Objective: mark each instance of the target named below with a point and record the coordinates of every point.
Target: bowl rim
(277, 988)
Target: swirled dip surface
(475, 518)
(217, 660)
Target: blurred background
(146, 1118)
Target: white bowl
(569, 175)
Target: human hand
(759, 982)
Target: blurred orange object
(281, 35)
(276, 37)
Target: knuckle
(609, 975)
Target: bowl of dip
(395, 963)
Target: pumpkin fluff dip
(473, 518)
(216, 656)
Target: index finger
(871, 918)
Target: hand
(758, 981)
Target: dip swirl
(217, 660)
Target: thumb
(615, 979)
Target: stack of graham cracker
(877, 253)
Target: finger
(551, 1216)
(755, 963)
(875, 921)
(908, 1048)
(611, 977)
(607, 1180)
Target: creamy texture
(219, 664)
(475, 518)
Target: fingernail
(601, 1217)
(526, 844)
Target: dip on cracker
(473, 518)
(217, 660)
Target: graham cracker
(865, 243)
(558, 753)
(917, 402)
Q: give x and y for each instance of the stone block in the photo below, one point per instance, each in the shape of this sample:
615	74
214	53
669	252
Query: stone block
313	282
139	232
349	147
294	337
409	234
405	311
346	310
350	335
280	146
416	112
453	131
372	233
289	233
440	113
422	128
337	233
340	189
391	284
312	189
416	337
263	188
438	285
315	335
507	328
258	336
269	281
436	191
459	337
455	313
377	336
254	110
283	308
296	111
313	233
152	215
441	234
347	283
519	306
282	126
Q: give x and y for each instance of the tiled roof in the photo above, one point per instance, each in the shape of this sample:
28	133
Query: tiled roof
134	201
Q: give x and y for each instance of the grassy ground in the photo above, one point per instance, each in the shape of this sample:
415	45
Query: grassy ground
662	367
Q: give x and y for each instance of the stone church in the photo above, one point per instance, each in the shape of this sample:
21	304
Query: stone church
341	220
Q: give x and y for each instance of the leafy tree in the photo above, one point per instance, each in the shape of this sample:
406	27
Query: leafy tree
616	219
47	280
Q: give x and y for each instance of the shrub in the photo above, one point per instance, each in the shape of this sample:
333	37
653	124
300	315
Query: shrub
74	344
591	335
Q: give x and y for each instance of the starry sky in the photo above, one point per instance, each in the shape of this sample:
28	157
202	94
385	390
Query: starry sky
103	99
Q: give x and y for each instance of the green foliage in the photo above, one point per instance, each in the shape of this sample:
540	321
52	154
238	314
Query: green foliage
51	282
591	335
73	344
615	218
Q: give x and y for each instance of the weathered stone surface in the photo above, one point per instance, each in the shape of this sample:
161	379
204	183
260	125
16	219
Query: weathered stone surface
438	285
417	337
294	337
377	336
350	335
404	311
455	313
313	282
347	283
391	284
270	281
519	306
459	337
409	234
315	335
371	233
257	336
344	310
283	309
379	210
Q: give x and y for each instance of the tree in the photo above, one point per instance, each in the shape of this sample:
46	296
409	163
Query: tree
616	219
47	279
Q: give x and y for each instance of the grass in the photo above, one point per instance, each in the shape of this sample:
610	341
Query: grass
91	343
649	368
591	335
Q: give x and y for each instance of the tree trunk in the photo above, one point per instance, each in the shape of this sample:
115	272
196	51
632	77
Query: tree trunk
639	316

_____

-- Task goal --
Each line of the listing has to be reproduced exactly.

-- Task response --
Objective: mark each instance of the target named below with a point and record the coordinates of every point.
Target: bowl rim
(277, 988)
Target: swirled dip surface
(475, 518)
(217, 660)
Target: blurred background
(146, 1118)
Target: white bowl
(569, 175)
Target: human hand
(759, 982)
Target: blurred orange object
(281, 35)
(276, 37)
Target: knuckle
(609, 975)
Target: bowl of dip
(395, 963)
Target: pumpkin fluff dip
(473, 518)
(216, 656)
Target: index finger
(871, 918)
Target: hand
(758, 981)
Target: dip swirl
(217, 660)
Target: thumb
(615, 979)
Target: stack of graham cracker
(877, 253)
Target: finger
(551, 1216)
(755, 963)
(875, 921)
(908, 1048)
(611, 977)
(607, 1180)
Target: creamy texture
(219, 664)
(475, 518)
Target: fingernail
(601, 1217)
(526, 844)
Target: dip on cracker
(473, 518)
(217, 660)
Target: graham cracker
(865, 243)
(558, 753)
(917, 402)
Q: give x and y for each instance of the stone block in the photo below, one point per instance, each in the shape of this sample:
615	74
214	53
669	252
Query: stone block
313	282
139	232
349	147
294	337
409	234
405	311
346	310
350	335
280	146
416	112
453	131
372	233
289	233
440	113
422	128
337	233
340	189
391	284
312	189
416	337
263	188
438	285
315	335
507	328
258	336
269	281
436	191
459	337
455	313
377	336
254	110
283	308
296	111
313	233
152	215
441	234
347	283
519	306
282	126
Q: give x and y for each instance of the tiled roof in the photo above, one point per instance, each in the shape of this sample:
28	133
Query: tiled roof
134	201
Q: give x and y for each instance of the grassy ground in the photo above, one point per instance, each in the shape of this sample:
415	45
Query: grassy ground
662	367
Q: give x and y for each instance of the stone church in the photo above, one point per instance, each in the shape of this sample:
21	304
Query: stone church
341	220
Q: give x and y for each instance of the leafy tree in the photo above, one point per instance, each in the shape of this sample:
406	27
Query: leafy tree
616	219
47	280
Q: give x and y for each instance of the shrub in the photo above, one point per instance, each in the shape of this sample:
333	37
653	124
300	315
Query: shrub
74	344
591	335
Q: give x and y for each instance of the starry sky in the photo above, one point per instance, each in the shape of this sample:
28	157
202	94
385	390
Query: starry sky
103	99
Q: give x and y for each instance of the green foliage in the photo above, one point per instance, each in the shape of this sample:
540	321
52	154
238	314
Query: green foliage
51	282
591	335
73	344
615	218
Q: give x and y for each instance of the weathered stone surface in the photo above, one point per instance, each in the shape of this sample:
161	379
204	183
260	125
16	219
Query: weathered stone surface
438	285
417	337
294	337
377	336
350	335
404	311
455	313
313	282
347	283
391	284
270	281
519	306
459	337
409	234
315	335
371	233
257	336
344	310
283	309
379	210
Q: give x and y for each instance of the tree in the photo above, one point per instance, each in the shape of this sample:
46	296
409	163
Query: tree
616	219
47	279
Q: give x and y for each instance of the grass in the photo above, one point per instance, each in the shape of this sample:
610	341
Query: grass
91	343
649	368
591	335
Q: give x and y for each instance of the tree trunk in the photo above, one point per instance, each in the shape of this sample:
115	272
196	51
632	77
Query: tree trunk
639	316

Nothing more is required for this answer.